Stored records:
※
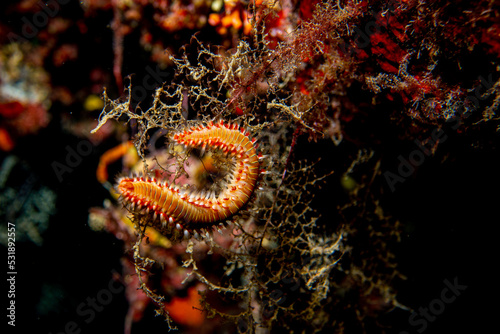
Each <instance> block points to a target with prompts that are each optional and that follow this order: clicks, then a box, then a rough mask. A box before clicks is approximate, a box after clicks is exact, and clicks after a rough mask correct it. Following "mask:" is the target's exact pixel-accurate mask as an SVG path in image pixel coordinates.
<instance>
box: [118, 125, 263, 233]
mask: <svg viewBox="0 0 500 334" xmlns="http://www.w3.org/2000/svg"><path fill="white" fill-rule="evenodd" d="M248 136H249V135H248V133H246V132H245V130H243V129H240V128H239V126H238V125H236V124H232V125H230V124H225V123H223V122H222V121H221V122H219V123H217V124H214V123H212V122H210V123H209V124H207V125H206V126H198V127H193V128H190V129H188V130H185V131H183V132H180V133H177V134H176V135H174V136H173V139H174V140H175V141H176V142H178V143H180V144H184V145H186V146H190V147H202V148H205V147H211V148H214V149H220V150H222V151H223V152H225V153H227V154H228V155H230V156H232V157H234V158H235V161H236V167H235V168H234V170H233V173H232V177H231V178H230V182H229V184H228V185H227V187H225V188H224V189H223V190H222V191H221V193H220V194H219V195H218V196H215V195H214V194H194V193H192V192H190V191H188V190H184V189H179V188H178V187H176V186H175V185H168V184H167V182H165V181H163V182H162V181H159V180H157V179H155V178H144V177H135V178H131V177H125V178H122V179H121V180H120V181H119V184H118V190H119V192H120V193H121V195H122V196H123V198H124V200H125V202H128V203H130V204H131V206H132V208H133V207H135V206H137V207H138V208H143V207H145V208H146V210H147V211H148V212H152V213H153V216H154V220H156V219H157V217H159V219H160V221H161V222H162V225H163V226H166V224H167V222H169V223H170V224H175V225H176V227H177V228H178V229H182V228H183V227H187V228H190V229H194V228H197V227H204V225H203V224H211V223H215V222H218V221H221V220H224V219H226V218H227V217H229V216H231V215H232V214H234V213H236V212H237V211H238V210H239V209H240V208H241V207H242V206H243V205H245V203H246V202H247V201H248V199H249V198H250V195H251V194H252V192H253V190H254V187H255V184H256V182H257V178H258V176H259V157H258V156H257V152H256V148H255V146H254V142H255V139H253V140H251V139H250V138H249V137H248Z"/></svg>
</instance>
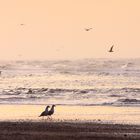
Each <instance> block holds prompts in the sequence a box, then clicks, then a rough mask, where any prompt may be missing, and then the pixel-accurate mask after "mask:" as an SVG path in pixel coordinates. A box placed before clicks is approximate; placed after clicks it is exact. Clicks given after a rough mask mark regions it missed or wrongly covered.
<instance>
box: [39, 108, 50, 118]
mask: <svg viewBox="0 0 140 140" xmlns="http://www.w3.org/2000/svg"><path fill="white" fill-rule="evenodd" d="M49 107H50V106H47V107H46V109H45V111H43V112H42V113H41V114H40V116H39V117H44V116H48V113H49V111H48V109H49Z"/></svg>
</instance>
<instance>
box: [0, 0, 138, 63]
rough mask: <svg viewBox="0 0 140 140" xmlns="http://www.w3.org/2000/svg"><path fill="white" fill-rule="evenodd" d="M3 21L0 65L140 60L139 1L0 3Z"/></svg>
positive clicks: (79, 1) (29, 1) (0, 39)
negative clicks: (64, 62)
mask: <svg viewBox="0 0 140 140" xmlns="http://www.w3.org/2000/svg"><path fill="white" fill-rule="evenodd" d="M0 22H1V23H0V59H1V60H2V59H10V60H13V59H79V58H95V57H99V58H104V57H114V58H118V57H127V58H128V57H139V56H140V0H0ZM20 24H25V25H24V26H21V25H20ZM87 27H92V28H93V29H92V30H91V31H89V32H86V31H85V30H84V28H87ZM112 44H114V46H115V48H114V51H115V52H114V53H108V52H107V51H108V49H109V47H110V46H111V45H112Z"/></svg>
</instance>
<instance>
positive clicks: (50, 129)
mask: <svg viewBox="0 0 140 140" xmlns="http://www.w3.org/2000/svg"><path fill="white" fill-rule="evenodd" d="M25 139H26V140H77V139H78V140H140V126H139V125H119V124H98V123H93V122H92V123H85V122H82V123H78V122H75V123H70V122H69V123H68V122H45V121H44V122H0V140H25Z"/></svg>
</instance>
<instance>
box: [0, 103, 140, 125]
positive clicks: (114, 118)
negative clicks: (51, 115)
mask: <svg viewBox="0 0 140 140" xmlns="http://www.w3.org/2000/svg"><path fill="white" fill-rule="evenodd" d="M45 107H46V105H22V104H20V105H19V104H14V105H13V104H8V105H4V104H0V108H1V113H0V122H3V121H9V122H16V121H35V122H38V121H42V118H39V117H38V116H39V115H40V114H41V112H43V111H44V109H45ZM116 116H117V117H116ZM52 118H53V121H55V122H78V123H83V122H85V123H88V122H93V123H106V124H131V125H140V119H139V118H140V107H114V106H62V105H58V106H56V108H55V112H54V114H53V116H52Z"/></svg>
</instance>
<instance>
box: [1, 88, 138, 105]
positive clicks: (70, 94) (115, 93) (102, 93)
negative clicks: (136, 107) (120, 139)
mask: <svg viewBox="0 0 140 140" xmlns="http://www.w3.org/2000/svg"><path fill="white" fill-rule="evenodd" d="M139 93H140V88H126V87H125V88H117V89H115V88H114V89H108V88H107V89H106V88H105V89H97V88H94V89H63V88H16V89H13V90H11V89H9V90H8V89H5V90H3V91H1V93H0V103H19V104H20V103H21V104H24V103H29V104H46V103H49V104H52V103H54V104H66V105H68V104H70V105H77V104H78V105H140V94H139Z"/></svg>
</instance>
※
Make a verbatim copy of all the entries and strip out the pictures.

Each <instance> block points to a target with prompts that are each optional and that follow this order: clicks, then a box, then a rough mask. A box before clicks is approximate, a box after clicks is exact, and clicks after a rough mask correct it. Following "mask:" is the target's exact pixel-accurate mask as an SVG path in image pixel coordinates.
<instance>
box: [118, 125, 263, 233]
mask: <svg viewBox="0 0 500 334" xmlns="http://www.w3.org/2000/svg"><path fill="white" fill-rule="evenodd" d="M248 136H249V135H248V133H246V132H245V130H243V129H240V128H239V126H238V125H236V124H232V125H230V124H225V123H223V122H222V121H221V122H219V123H217V124H214V123H212V122H210V123H209V124H207V125H206V126H198V127H193V128H190V129H188V130H185V131H183V132H180V133H177V134H176V135H174V136H173V139H174V140H175V141H176V142H178V143H180V144H184V145H186V146H190V147H202V148H205V147H211V148H214V149H220V150H222V151H223V152H225V153H227V154H228V155H230V156H232V157H234V158H235V161H236V167H235V168H234V170H233V173H232V177H231V178H230V182H229V184H228V185H227V187H225V188H224V189H223V190H222V191H221V193H220V194H219V195H218V196H215V195H214V194H194V193H192V192H190V191H188V190H184V189H179V188H178V187H176V186H175V185H168V184H167V182H165V181H163V182H162V181H159V180H157V179H155V178H144V177H135V178H131V177H125V178H122V179H121V180H120V181H119V184H118V190H119V192H120V193H121V195H122V196H123V198H124V200H125V202H128V203H130V204H131V206H132V208H133V207H135V206H137V207H138V208H143V207H145V208H146V210H147V211H148V212H152V213H153V216H154V220H156V219H157V217H159V219H160V221H161V222H162V225H163V226H166V224H167V222H169V223H170V224H175V225H176V227H177V228H178V229H182V228H183V227H187V228H190V229H194V228H197V227H204V225H203V224H211V223H215V222H218V221H221V220H224V219H226V218H227V217H229V216H231V215H232V214H234V213H236V212H237V211H238V210H239V209H240V208H241V207H242V206H243V205H245V203H246V202H247V201H248V199H249V198H250V195H251V194H252V192H253V190H254V187H255V184H256V182H257V178H258V176H259V157H258V156H257V152H256V148H255V146H254V142H255V139H253V140H251V139H250V138H249V137H248Z"/></svg>
</instance>
Each <instance> block holds prompts in the sequence a box, then clicks, then a rough mask, where any prompt may be missing, and then the pixel-accurate mask after "mask:" as an SVG path in pixel coordinates. A box placed before clicks is approximate; placed after clicks it is exact. Clicks given after a rough mask mark regions it missed or wrongly covered.
<instance>
box: [39, 108, 50, 118]
mask: <svg viewBox="0 0 140 140" xmlns="http://www.w3.org/2000/svg"><path fill="white" fill-rule="evenodd" d="M49 107H50V106H47V107H46V109H45V111H43V112H42V113H41V114H40V116H39V117H44V116H48V113H49V111H48V109H49Z"/></svg>
</instance>
<instance>
box: [0, 0, 138, 63]
rough mask: <svg viewBox="0 0 140 140" xmlns="http://www.w3.org/2000/svg"><path fill="white" fill-rule="evenodd" d="M3 21L0 65L140 60L139 1L0 3Z"/></svg>
positive clicks: (79, 1) (29, 1) (0, 39)
negative clicks: (64, 62)
mask: <svg viewBox="0 0 140 140" xmlns="http://www.w3.org/2000/svg"><path fill="white" fill-rule="evenodd" d="M0 22H1V23H0V59H1V60H2V59H10V60H13V59H79V58H95V57H99V58H104V57H114V58H118V57H127V58H128V57H139V56H140V0H0ZM20 24H25V25H24V26H21V25H20ZM87 27H92V28H93V29H92V30H91V31H89V32H86V31H85V30H84V28H87ZM112 44H114V46H115V48H114V51H115V52H114V53H108V52H107V51H108V49H109V47H110V46H111V45H112Z"/></svg>
</instance>
<instance>
positive clicks: (50, 129)
mask: <svg viewBox="0 0 140 140" xmlns="http://www.w3.org/2000/svg"><path fill="white" fill-rule="evenodd" d="M25 139H26V140H77V139H78V140H140V126H139V125H119V124H98V123H93V122H92V123H85V122H82V123H78V122H75V123H70V122H69V123H68V122H45V121H44V122H0V140H25Z"/></svg>
</instance>
<instance>
box: [0, 103, 140, 125]
positive clicks: (114, 118)
negative clicks: (51, 115)
mask: <svg viewBox="0 0 140 140" xmlns="http://www.w3.org/2000/svg"><path fill="white" fill-rule="evenodd" d="M45 107H46V105H22V104H20V105H19V104H14V105H13V104H8V105H4V104H0V108H1V113H0V122H3V121H9V122H16V121H35V122H38V121H42V118H39V117H38V116H39V115H40V114H41V112H43V111H44V109H45ZM116 116H117V117H116ZM52 118H53V121H55V122H78V123H83V122H85V123H88V122H93V123H106V124H131V125H140V119H139V118H140V107H114V106H62V105H58V106H56V108H55V112H54V114H53V116H52Z"/></svg>
</instance>
<instance>
box: [1, 88, 138, 105]
positive clicks: (70, 94) (115, 93) (102, 93)
negative clicks: (136, 107) (120, 139)
mask: <svg viewBox="0 0 140 140" xmlns="http://www.w3.org/2000/svg"><path fill="white" fill-rule="evenodd" d="M139 93H140V88H126V87H125V88H117V89H115V88H114V89H108V88H107V89H106V88H105V89H97V88H94V89H63V88H16V89H13V90H11V89H9V90H8V89H5V90H3V91H1V93H0V103H19V104H20V103H21V104H24V103H29V104H46V103H49V104H52V103H54V104H66V105H68V104H70V105H77V104H78V105H140V94H139Z"/></svg>
</instance>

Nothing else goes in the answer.